■ Directions
Reproduce the records verbatim, from their first line through the line holding "143L182 168L179 183L186", both ends included.

** START **

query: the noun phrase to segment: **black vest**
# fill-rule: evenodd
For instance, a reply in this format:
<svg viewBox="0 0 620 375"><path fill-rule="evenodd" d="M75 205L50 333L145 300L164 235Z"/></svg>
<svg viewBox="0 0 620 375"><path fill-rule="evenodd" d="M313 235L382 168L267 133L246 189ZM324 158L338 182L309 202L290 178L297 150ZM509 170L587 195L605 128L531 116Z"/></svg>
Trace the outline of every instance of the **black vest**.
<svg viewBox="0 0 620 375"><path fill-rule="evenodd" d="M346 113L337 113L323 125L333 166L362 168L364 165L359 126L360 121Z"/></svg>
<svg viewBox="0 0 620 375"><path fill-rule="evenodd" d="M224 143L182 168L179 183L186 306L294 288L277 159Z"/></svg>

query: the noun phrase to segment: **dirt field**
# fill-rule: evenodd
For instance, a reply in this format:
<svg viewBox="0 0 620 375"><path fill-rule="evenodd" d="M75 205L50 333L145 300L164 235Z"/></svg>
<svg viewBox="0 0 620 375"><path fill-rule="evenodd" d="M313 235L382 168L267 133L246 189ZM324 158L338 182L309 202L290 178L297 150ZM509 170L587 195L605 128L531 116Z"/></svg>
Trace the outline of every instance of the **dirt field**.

** END **

■ Solution below
query: the noun phrase to segment: **black vest**
# fill-rule: evenodd
For instance, a reply in this format:
<svg viewBox="0 0 620 375"><path fill-rule="evenodd" d="M75 205L50 333L145 300L164 235Z"/></svg>
<svg viewBox="0 0 620 375"><path fill-rule="evenodd" d="M313 235L382 168L267 133L246 189ZM324 158L338 182L309 202L290 178L297 150ZM509 170L587 195L605 128L531 116Z"/></svg>
Trace the outline of every instance of the **black vest**.
<svg viewBox="0 0 620 375"><path fill-rule="evenodd" d="M346 113L337 113L323 125L333 166L362 168L364 165L359 126L360 121Z"/></svg>
<svg viewBox="0 0 620 375"><path fill-rule="evenodd" d="M224 143L182 168L179 183L186 306L294 288L277 159Z"/></svg>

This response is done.